### [DATA FOR THIS EXERCISE]
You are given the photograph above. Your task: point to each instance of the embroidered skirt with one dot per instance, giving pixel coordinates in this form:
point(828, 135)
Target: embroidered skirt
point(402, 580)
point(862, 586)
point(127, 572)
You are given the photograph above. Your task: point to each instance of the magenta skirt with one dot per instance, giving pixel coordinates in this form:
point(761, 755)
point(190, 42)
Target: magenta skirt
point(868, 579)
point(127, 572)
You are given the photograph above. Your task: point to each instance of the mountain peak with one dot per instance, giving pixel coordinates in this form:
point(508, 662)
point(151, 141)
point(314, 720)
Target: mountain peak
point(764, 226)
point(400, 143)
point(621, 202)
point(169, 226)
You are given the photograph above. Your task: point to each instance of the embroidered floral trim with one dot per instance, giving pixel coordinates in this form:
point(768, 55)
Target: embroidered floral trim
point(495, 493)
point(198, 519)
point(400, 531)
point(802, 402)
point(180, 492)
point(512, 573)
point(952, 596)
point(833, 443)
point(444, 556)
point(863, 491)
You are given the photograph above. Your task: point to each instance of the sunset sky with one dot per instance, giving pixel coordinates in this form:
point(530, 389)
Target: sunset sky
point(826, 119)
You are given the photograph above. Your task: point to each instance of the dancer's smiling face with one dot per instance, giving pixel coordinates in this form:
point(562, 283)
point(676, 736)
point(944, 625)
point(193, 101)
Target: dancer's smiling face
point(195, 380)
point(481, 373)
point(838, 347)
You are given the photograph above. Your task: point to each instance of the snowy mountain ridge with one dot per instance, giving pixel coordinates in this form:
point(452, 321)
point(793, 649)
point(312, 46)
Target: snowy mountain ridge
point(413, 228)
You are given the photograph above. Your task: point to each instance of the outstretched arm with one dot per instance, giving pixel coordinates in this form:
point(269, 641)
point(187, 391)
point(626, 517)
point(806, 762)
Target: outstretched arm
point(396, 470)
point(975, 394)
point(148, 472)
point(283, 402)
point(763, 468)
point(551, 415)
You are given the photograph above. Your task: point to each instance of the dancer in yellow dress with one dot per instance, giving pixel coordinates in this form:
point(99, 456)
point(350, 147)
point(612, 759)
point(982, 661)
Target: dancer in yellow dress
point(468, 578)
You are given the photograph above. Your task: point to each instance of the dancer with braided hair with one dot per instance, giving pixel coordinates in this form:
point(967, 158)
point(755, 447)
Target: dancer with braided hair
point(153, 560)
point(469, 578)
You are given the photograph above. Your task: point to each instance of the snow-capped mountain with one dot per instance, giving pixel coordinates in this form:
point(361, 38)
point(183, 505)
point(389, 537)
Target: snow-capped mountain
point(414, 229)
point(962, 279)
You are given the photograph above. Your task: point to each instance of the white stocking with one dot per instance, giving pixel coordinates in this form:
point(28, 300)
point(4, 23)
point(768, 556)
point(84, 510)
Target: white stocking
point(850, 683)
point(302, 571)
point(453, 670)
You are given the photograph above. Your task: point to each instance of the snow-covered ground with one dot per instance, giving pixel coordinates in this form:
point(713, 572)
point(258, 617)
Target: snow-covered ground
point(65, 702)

### [WRITTEN PROBLEM]
Copy all of the data above word for word, with no changes.

### [TASK ANSWER]
You are given the photograph above. Your task: point to each instance of the embroidered skirt with one dot per instance, giving pixel coordinates in this form:
point(828, 135)
Target: embroidered skirt
point(402, 580)
point(862, 586)
point(127, 572)
You are given the photograph above. Your task: point to each instance of the magenta skirt with one dot per instance, giving pixel coordinates in this form:
point(761, 755)
point(190, 42)
Target: magenta skirt
point(868, 579)
point(127, 572)
You are given the photograph above. Your task: point to each instance of the mountain peak with one dot per instance, giving pixel coordinates in this form:
point(508, 662)
point(151, 141)
point(314, 720)
Target: mountain peak
point(764, 226)
point(400, 143)
point(621, 202)
point(169, 226)
You are given the photograph above. Your task: point to each instance of the embroidered floral trim with one dot per instance, giving pixel coordinates in this form:
point(768, 55)
Target: embroidered floral trim
point(495, 493)
point(198, 519)
point(400, 531)
point(802, 402)
point(180, 492)
point(512, 573)
point(952, 596)
point(833, 443)
point(444, 556)
point(863, 491)
You are given the photograph above. Your task: point to each instance of the sunset sky with one dot per instance, giving pixel coordinates in this form:
point(530, 389)
Target: sunset sky
point(826, 119)
You are given the photograph above. Your task: point to each instance of the dancer's smiling face with one dot per instance, giving pixel coordinates in this form:
point(562, 283)
point(676, 736)
point(944, 625)
point(193, 101)
Target: dancer's smiling face
point(195, 380)
point(481, 373)
point(838, 347)
You are given the photograph above. Your task: point to each instance of the snowy mountain ridge with one dot per instance, giving pixel coordinates in this form:
point(452, 321)
point(793, 649)
point(312, 46)
Target: snowy mountain ridge
point(413, 228)
You are given the photograph above. Your task: point to each instance of the outstretched arm with one dot per instance, giving pixel coordinates in this form:
point(269, 641)
point(187, 391)
point(626, 517)
point(806, 762)
Target: outstretched arm
point(396, 470)
point(975, 394)
point(148, 472)
point(283, 402)
point(763, 468)
point(551, 415)
You are given the photograph above. Your task: point to each instance of the dancer in yellow dress with one dot per instance, giving pixel coordinates in this form:
point(99, 456)
point(350, 147)
point(612, 759)
point(982, 661)
Target: dancer in yellow dress
point(468, 578)
You are given the photograph above. Your task: point to each instance of the dancer with braided hair with one dot per instance, giving pixel coordinates in this form:
point(967, 158)
point(755, 447)
Target: dancer with braided hair
point(153, 560)
point(469, 578)
You are given the photograph above. Your task: point to each instance of the snow-capped mountain with one dot per instance, giving pixel coordinates in this form:
point(361, 38)
point(183, 505)
point(389, 537)
Target: snow-capped mountain
point(414, 229)
point(962, 279)
You are given the photograph above. Your task: point to each instance of the white stocking with one dot per instance, giving pixel coordinates in this form:
point(28, 300)
point(4, 23)
point(768, 556)
point(84, 510)
Target: white stocking
point(850, 683)
point(302, 571)
point(453, 670)
You are given the photograph above. Your task: point to each instance of the snow-covered ground with one dot per instance, giving pixel coordinates in this form:
point(713, 572)
point(258, 617)
Target: snow-covered ground
point(65, 702)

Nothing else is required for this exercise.